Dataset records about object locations
=-=-=-=-=

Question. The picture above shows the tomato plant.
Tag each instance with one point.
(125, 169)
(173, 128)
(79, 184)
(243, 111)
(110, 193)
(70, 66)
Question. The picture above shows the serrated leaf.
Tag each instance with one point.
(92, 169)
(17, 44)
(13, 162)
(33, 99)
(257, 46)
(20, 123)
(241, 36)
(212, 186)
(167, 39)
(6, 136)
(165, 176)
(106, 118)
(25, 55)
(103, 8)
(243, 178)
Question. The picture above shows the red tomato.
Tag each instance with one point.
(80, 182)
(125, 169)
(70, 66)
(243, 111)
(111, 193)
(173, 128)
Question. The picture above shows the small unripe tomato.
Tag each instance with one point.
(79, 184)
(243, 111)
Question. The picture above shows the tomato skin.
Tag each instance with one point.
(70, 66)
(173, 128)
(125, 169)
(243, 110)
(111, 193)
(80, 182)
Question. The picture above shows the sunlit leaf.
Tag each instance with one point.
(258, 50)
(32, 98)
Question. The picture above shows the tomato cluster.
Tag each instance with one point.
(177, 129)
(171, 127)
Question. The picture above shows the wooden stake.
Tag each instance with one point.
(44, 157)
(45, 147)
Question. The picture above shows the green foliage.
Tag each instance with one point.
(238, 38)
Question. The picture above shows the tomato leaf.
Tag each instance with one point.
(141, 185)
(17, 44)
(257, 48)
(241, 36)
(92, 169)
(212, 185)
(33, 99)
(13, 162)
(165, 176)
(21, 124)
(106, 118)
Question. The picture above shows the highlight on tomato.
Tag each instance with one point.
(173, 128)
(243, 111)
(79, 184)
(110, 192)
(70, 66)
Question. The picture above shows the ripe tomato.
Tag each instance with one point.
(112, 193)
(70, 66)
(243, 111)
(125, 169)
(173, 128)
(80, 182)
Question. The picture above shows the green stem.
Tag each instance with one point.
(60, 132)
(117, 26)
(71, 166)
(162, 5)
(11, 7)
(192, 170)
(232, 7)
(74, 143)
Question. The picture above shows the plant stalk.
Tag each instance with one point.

=-=-=-=-=

Task: Copy exactly the lines above, from the one containing "Question. The picture above shows the highlight" through the very last line.

Solution to this exercise:
Question. The picture above shows the highlight on tomato.
Tag each instance with one point.
(173, 128)
(243, 111)
(79, 184)
(110, 192)
(70, 66)
Question. The picture above shows the ripe tomato.
Tag each instance with one point.
(112, 193)
(70, 66)
(243, 111)
(125, 169)
(173, 128)
(80, 182)
Question. The picture above shows the green stem.
Tag each instance with one point.
(60, 132)
(117, 26)
(71, 166)
(162, 5)
(11, 7)
(192, 170)
(232, 7)
(74, 143)
Question. The picture above shows the plant stalk.
Tag each instance with one point.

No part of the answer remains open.